— start of Page extract —

It is indeed a political imperative for Gandhi to obsess about Modi. Regardless of his faults, he is an MP of the principal Opposition party. It is his duty to wave the red flag at every fumble of the government, which history will remember to have inflicted multiple miseries on the nation because of policies ranging from demonetisation to GST, to lockdown, to sharpening of social conflict.

It is the commentators who seem confused about the Opposition leader's role in democracy. Perhaps their confusion arises from their own obsession with identifying a leader who can match Modi. They think criticism of Modi only bolsters him. This is why they were disapproving of Aam Aadmi Party leader Arvind Kejriwal when he would snipe at Modi. Yet the same commentators now frown at Kejriwal's cloying deference to the prime minister.

The role of mass media in the making and evolution of a nation is why the commentators will be disappointed with every leader they anoint as a challenger to Modi. Only the mass media can inculcate a set of beliefs and sentiments in a people spread over a large area and weld them into a political community. No Opposition leader can hope to succeed as long as the media condones even egregious faults of a government or, worse, lavish praise on it. Modi has acquired a god-like invincibility because media-owners, out of fear or greed or class interests, disallow journalists from critiquing him.

— end of Page extract —

### Given exercise
Extend the opinion piece on Modi, the Opposition and the mass media by picking up after its final sentence.

— start of Data extract —

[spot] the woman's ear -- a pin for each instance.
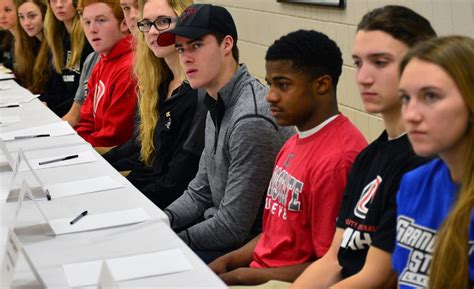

— end of Data extract —

### Answer for the task
Gandhi's fault is that his obsession about Modi is confined to social media platforms. His future is predicated on creating a channel of communication independent of the mainstream media — and beyond Twitter and Facebook. He can achieve this by persuading the people why his obsession with Modi is legitimate, even desirable, not through just tweets or at pre-election rallies, but by travelling from district to district to hold dialogue with them. It is only by demonstrating his popular support that he can resolve the internecine conflict in the party, as is currently afoot in Rajasthan. For the moment, though, praise him for unambiguously voicing opposition to the government when a good many have chosen to hit the mute button.